Data extract:

%%

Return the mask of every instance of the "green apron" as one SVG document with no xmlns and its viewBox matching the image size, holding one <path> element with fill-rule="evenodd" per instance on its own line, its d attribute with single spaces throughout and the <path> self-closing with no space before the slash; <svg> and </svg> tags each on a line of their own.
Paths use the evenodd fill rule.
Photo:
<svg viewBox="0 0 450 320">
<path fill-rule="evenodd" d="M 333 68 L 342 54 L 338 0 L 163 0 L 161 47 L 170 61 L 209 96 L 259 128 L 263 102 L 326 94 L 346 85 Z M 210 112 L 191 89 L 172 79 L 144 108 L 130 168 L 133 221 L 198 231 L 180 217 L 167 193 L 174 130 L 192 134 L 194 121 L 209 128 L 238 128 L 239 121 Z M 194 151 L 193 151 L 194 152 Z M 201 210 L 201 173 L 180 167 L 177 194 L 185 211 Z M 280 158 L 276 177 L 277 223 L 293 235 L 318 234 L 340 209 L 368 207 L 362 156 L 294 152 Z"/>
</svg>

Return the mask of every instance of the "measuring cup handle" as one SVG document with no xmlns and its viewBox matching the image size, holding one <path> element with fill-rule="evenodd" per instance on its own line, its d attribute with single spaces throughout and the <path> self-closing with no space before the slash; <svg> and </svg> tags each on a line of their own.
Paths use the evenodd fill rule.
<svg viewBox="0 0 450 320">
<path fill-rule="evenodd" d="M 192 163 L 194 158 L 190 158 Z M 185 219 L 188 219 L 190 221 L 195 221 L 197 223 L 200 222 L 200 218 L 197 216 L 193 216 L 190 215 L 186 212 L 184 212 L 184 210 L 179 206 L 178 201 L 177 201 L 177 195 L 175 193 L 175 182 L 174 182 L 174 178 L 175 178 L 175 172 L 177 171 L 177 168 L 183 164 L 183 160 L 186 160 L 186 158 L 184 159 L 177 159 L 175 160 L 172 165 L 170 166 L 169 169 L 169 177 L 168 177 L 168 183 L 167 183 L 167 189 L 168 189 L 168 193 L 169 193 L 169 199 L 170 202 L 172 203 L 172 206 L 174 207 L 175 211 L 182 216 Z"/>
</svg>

%%

Task goal:
Every record above needs to be repeated word for word.

The answer:
Return the mask of every instance of the "green apron" as one SVG document with no xmlns and its viewBox matching the image size, holding one <path> element with fill-rule="evenodd" per instance on its own line, its d attribute with single spaces throughout and the <path> self-closing with no space before the slash; <svg> and </svg> tags each on a line of their own.
Paths use the evenodd fill rule.
Photo:
<svg viewBox="0 0 450 320">
<path fill-rule="evenodd" d="M 333 68 L 342 54 L 338 0 L 163 0 L 161 47 L 170 61 L 209 96 L 259 128 L 263 102 L 326 94 L 346 85 Z M 210 112 L 191 89 L 172 79 L 144 108 L 130 168 L 133 221 L 198 231 L 180 217 L 167 193 L 174 130 L 192 134 L 194 121 L 209 128 L 238 128 L 239 121 Z M 194 151 L 193 151 L 194 152 Z M 201 210 L 201 173 L 180 167 L 177 194 L 185 211 Z M 280 158 L 276 177 L 277 223 L 293 235 L 318 234 L 340 209 L 368 207 L 362 156 L 294 152 Z"/>
</svg>

Return the mask of every instance of the "measuring cup handle" as one SVG document with no xmlns and its viewBox matching the image size, holding one <path> element with fill-rule="evenodd" per instance on its own line, its d attribute with single spaces throughout and the <path> self-closing with no space before the slash; <svg> and </svg> tags each on a line of their own.
Paths use the evenodd fill rule.
<svg viewBox="0 0 450 320">
<path fill-rule="evenodd" d="M 192 163 L 194 158 L 190 158 Z M 185 219 L 188 219 L 190 221 L 195 221 L 197 223 L 200 222 L 200 218 L 197 216 L 193 216 L 190 215 L 186 212 L 184 212 L 184 210 L 179 206 L 178 201 L 177 201 L 177 195 L 175 193 L 175 182 L 174 182 L 174 178 L 175 178 L 175 172 L 177 171 L 177 168 L 183 164 L 183 160 L 186 160 L 186 158 L 184 159 L 177 159 L 175 160 L 172 165 L 170 166 L 169 169 L 169 177 L 168 177 L 168 183 L 167 183 L 167 189 L 168 189 L 168 193 L 169 193 L 169 199 L 170 202 L 172 203 L 172 206 L 174 207 L 175 211 L 182 216 Z"/>
</svg>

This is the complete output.